● **指示内容**
A – 「SWITCHインタビュー達人たち」の感想文のうち、「たまに観るEテレ「SWITC」から「る人はいない、それを自分がやればいいと。」までを、その末尾の語句も含めて一字一句変えずに再掲すること。
B – 「SWITCHインタビュー達人たち」の感想文を、示されている最後の文の後から書き進めること。

● **ページ抜粋**
————————
Eテレ「SWITCHインタビュー達人たち 遊川和彦×黒木瞳」を観て。やはり“根っこ”は必要・・。
こんにちわ、SUMIKICHIです。
たまに観るEテレ「SWITCHインタビュー達人たち」。今回は、女優・黒木瞳さんと脚本家・遊川和彦さん。去年から今年にかけ映画監督デビューを果たしたという共通点を持つお二人。
最近、映画「恋妻家宮本」の宣伝で遊川和彦さんをお見かけしますが、実は、この方があの番組の脚本を書いてらっしゃったのね、とあまり存じ上げてなかったのです。衝撃的で今でも好きな「女王の教室」をはじめ「家政婦のミタ」「曲げられない女」「魔女の条件」、そして原作もので大ヒットした「GTO」など、リアルタイムで観ていたその頃は、あまり脚本家を意識しておりませんでしたので。
番組を観て、この脚本家もそうだったのね、と思った点がありましたので、ざっくり綴っておきましょ。
遊川和彦さん、61歳。
高校生のとき、学際で芝居の脚本を書き好評を得たのをきっかけにドラマ制作の仕事に興味を持つ。やがて、制作会社に入りADの仕事をこなし、早く上に行こうと思っていた。もともとは演出家や監督志望。このスタジオ現場で王様になるにはどうしたらよいか、一人で考えた。ふと、まわりを見渡し気づいた。モニターの中の芝居を見ていて、その芝居をどうするかを必死で考えればいい、他に考えている奴はいないと。スケジュールや段取りを考える奴はいるけど、「俺が考えた(例えば)黒木瞳の芝居とは違う」と考える人はいない、それを自分がやればいいと。
そうするとディレクターを無視して演出をし出す、とか、勝手に脚本を直すようになる。生意気で、社長と衝突し辞めてやる!と出て行った。止める仲間はひとりもいなかった。このとき31歳、脚本家の道を歩き始めた。
“当時、茫然と赤坂の街を歩いたことはよく覚えている。収入のために仕事しているよりは、自分がしたいことをして何とか生きる方がいい、お金は大変かもしれないけどお金では買えない幸せが絶対ある。後悔してない、愛おしく思える”
その後、AD時代に担当していた番組「うちの子にかぎって・・」SP版の脚本家に抜擢される。初稿は面白くないってスタッフに言われて、手直ししたら劇的に面白くなった。「脚本家は実は、直しが上手い奴が大事、柔軟に直せるんだな、俺はって思った。連ドラやるのも直しが苦じゃないからやるのかな」と遊川さんは言う。
————————
● **データセット抜粋**
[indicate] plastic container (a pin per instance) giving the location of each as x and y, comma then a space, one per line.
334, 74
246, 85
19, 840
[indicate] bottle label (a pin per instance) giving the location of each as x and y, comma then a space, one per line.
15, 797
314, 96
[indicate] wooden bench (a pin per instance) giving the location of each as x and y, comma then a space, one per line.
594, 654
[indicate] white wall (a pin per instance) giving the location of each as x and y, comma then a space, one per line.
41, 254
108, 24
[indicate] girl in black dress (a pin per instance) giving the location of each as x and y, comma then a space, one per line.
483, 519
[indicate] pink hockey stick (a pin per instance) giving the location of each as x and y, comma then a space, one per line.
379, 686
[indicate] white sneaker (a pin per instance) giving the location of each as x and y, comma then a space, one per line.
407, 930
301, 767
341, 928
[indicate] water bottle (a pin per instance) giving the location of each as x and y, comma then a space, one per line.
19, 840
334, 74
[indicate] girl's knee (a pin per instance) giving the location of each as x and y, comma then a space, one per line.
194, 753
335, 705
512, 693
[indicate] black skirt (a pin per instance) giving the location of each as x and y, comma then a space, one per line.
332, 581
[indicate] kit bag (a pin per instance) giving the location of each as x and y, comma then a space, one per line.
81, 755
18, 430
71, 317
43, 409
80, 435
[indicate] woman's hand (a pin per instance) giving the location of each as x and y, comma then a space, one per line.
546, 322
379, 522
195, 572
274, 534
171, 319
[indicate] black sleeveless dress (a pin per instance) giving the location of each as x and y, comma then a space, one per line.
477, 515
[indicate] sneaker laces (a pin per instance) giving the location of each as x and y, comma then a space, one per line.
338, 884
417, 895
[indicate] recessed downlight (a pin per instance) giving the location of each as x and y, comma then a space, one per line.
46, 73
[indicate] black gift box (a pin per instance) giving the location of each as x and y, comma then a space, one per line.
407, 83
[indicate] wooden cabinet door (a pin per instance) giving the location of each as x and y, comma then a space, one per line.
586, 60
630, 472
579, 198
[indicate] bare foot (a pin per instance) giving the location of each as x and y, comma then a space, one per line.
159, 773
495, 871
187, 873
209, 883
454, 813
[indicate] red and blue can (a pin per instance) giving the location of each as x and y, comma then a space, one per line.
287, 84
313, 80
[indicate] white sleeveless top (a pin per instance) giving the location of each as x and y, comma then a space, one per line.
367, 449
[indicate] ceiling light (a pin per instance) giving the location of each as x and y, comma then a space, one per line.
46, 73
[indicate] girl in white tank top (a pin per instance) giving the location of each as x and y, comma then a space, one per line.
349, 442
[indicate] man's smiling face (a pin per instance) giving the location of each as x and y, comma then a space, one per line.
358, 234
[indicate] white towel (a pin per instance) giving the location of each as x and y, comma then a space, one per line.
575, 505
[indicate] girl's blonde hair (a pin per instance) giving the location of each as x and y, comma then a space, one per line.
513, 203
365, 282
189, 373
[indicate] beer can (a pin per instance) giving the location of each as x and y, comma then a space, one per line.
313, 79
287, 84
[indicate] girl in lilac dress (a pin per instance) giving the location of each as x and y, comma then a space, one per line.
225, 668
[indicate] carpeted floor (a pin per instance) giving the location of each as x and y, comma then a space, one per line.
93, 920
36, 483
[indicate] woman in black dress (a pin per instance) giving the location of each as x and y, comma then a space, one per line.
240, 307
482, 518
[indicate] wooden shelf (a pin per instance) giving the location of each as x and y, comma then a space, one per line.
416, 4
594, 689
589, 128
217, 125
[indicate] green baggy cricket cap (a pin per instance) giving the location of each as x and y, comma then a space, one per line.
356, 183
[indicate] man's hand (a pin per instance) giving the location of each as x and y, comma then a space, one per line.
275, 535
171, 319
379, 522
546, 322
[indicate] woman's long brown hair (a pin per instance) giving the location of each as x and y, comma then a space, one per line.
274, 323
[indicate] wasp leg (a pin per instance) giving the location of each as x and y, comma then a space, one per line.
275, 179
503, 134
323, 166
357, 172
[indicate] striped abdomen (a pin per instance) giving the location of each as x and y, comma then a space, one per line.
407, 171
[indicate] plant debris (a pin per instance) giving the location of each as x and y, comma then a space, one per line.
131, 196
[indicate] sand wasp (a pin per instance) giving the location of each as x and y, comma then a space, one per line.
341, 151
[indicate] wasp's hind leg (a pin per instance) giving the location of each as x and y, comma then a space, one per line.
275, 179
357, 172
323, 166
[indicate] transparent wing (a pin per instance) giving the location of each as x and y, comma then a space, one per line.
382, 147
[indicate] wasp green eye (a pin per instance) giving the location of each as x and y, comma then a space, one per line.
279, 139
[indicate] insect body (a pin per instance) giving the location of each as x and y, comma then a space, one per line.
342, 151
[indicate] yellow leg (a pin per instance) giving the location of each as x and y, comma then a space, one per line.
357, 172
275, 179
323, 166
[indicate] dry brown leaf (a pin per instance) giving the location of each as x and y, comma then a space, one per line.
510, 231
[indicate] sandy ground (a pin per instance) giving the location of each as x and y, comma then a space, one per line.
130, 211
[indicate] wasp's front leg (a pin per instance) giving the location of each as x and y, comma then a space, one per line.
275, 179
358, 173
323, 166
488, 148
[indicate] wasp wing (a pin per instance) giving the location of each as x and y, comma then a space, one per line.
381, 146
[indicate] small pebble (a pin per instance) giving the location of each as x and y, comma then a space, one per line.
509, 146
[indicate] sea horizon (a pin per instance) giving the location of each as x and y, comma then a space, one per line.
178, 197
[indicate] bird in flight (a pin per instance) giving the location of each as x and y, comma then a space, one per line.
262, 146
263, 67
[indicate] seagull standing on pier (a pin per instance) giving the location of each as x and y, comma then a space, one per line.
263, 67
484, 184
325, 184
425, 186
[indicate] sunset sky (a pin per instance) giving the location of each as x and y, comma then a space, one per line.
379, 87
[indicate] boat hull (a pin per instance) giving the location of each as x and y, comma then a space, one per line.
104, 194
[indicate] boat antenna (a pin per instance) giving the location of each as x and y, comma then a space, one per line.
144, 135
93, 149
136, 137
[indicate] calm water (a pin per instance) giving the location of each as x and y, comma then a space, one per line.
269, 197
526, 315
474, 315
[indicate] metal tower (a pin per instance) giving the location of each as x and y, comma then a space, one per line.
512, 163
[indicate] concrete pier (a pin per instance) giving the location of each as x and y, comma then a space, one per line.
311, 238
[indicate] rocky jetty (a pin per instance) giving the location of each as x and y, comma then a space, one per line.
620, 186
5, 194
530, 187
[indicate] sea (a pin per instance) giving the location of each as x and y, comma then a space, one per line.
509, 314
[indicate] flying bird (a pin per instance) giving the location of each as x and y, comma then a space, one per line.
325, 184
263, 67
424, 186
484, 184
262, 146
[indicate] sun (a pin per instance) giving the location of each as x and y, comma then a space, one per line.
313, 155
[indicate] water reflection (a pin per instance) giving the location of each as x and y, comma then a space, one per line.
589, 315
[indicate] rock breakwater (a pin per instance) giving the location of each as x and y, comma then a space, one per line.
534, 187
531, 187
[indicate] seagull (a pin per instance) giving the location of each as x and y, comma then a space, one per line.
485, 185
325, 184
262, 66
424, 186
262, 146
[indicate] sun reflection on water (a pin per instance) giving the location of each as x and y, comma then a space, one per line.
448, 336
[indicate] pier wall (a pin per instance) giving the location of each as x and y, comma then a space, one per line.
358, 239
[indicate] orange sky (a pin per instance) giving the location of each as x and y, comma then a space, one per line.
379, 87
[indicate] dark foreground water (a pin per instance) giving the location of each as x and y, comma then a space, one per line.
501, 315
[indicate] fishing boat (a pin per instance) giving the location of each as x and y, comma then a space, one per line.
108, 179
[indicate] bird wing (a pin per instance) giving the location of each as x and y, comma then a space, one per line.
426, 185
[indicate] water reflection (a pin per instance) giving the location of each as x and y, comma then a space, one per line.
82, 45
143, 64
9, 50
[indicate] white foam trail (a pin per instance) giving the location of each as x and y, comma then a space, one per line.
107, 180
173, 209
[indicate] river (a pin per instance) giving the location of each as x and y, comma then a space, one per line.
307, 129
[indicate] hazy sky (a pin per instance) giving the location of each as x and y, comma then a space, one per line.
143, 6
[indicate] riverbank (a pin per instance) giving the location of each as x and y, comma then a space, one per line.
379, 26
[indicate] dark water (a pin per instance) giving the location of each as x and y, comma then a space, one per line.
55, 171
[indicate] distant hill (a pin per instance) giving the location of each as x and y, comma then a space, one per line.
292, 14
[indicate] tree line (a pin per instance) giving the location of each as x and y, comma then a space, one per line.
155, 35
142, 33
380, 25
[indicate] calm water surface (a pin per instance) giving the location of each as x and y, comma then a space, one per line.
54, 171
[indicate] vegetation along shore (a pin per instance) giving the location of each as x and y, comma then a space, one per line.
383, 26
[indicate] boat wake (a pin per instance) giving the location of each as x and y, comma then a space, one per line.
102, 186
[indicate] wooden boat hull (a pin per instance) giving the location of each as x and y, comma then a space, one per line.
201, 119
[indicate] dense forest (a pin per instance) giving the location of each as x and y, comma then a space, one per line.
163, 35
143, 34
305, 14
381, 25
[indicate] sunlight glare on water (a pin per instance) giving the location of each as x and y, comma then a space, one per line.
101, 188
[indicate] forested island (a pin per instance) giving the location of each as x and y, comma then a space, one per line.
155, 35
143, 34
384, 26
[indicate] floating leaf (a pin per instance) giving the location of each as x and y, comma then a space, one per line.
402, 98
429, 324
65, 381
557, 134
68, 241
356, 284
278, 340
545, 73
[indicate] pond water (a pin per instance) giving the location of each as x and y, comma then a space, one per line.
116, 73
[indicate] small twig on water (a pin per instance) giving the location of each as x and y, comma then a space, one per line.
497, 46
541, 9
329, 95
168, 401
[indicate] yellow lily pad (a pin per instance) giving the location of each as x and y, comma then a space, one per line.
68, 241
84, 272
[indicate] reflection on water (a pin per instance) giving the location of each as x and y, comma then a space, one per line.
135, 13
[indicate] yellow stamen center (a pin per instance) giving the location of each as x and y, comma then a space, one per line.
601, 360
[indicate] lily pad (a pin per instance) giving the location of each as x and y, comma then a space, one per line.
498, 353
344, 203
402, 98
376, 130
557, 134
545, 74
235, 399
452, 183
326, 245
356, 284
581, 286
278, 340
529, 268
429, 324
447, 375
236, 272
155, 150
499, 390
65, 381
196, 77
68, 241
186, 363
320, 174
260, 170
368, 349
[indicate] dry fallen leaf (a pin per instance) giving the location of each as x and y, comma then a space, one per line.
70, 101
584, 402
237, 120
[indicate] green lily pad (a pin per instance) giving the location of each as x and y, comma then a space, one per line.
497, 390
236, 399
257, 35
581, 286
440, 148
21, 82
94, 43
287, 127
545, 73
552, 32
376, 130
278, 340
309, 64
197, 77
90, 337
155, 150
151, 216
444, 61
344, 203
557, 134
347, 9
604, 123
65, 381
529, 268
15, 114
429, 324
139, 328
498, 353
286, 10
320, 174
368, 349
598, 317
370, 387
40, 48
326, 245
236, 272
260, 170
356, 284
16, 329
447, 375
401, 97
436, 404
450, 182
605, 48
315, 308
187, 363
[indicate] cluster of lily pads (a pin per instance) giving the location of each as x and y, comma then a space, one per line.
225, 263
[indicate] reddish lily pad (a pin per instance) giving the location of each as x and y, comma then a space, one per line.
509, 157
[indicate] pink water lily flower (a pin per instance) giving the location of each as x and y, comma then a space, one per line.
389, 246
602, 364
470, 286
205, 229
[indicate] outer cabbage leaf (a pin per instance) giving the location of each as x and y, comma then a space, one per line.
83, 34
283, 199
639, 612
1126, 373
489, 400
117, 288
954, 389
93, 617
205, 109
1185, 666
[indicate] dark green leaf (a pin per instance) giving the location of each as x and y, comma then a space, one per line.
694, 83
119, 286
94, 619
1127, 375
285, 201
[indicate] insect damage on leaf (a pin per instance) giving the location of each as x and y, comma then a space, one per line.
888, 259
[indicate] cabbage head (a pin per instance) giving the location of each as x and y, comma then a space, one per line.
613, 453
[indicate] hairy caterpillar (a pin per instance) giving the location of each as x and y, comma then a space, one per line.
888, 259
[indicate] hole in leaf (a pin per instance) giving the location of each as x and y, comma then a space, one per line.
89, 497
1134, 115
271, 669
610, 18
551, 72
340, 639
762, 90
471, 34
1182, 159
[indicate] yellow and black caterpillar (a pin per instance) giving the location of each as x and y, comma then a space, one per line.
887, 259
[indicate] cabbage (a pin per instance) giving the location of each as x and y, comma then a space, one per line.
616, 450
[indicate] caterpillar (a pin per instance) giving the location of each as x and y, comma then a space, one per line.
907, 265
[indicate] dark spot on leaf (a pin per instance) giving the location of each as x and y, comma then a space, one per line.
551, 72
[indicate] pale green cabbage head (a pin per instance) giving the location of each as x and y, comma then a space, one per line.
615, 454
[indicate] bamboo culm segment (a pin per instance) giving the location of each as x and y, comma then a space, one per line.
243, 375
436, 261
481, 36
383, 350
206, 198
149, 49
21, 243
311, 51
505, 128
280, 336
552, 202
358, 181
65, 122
————————
● **出力結果**
A –
たまに観るEテレ「SWITCHインタビュー達人たち」。今回は、女優・黒木瞳さんと脚本家・遊川和彦さん。去年から今年にかけ映画監督デビューを果たしたという共通点を持つお二人。
最近、映画「恋妻家宮本」の宣伝で遊川和彦さんをお見かけしますが、実は、この方があの番組の脚本を書いてらっしゃったのね、とあまり存じ上げてなかったのです。衝撃的で今でも好きな「女王の教室」をはじめ「家政婦のミタ」「曲げられない女」「魔女の条件」、そして原作もので大ヒットした「GTO」など、リアルタイムで観ていたその頃は、あまり脚本家を意識しておりませんでしたので。
番組を観て、この脚本家もそうだったのね、と思った点がありましたので、ざっくり綴っておきましょ。
遊川和彦さん、61歳。
高校生のとき、学際で芝居の脚本を書き好評を得たのをきっかけにドラマ制作の仕事に興味を持つ。やがて、制作会社に入りADの仕事をこなし、早く上に行こうと思っていた。もともとは演出家や監督志望。このスタジオ現場で王様になるにはどうしたらよいか、一人で考えた。ふと、まわりを見渡し気づいた。モニターの中の芝居を見ていて、その芝居をどうするかを必死で考えればいい、他に考えている奴はいないと。スケジュールや段取りを考える奴はいるけど、「俺が考えた(例えば)黒木瞳の芝居とは違う」と考える人はいない、それを自分がやればいいと。

B –
脚本家となって11年、初めて原作のあるドラマ「GTO」の脚本を書くことに。これが大きな転機となる。平均視聴率28%を超える大ヒット。しかし、その裏で大きな壁にぶつかっていた。
“やらないつもりだったけど、原作読んだら面白かったし、原作があるから楽だなって思って書いたら「原作のままですね」と言われた。あっ、そうなんだ、ドラマ的に広げていかなきゃいけないんだ、と思ったときに・・・俺はこの主人公のことをよくわかっていないことに気づいた。もう書けないと思った。一話撮ってるときに、二話が出来てない状態。連ドラとしては壊滅的。今までストーリーテラーとしての脚本を書いてきた。脚本はキャラクターを掘り下げないと物語が作れない、主人公の中に入って自分で考えないといけない。そうした時に書けるんですね”
ここで黒木さんが鋭い問いかけを。面白くないって言ってくれたプロデューサーが良かったんですね、と。人って否定された時にどうするかって話ですよね、と遊川さんも頷く。
“それからは、トラブル地獄に突っ込んでいくのが苦にならなくなった。お互い「こっちが面白いと思う」っていう対立で、ぶつかってケミストリー(化学反応)で新しいものが生まれればいい。収拾つかなくなったらプロデューサーに決めてもらう”
“そんなに平和な現場ってない。ウソっぽいし何も残らない。スケジュール通り終わって、役者さんが機嫌よく帰っていく、あー良かった、だけ。だけど、ああして欲しかったというのが残るだけ。その方がよっぽど問題。新しいものを生み出す共同作業が出来た時の喜び・スクラム感が一番大事”
黒木さんも、ウソつきたくないからホントのこと言っちゃう、誤解される時もあるけど、と言う。
遊川さんは、脚本家の立場でも頻繁に撮影現場に訪れる。面白いドラマを作る難しさを誰よりも知るからこそ、トラブルを気にせず厳しく注文をつける。
“いい芝居を見るのも幸せだけど、いい芝居をしようともがいてる人を見るのもいい。ひたむきにやっている姿は好き、そういう人とは失敗したっていい、またやろうと思う”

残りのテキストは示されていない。